* _ENTRIES PROVIDED_:
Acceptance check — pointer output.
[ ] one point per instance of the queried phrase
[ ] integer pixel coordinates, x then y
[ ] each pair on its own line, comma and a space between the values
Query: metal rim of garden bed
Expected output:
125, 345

* _EXERCISE OBJECTIVE_:
Turn every line of the entries above into a Markdown table with two columns, No. for the row number and Text for the line itself. Leave out blank lines.

* _RESULT OF THE EXERCISE_:
| No. | Text |
|---|---|
| 1 | Acceptance check — pointer output. |
| 2 | [ ] one point per instance of the queried phrase |
| 3 | [ ] integer pixel coordinates, x then y |
| 4 | [ ] each pair on its own line, comma and a space between the values |
| 5 | Query: metal rim of garden bed |
| 6 | Expected output: |
| 7 | 125, 345 |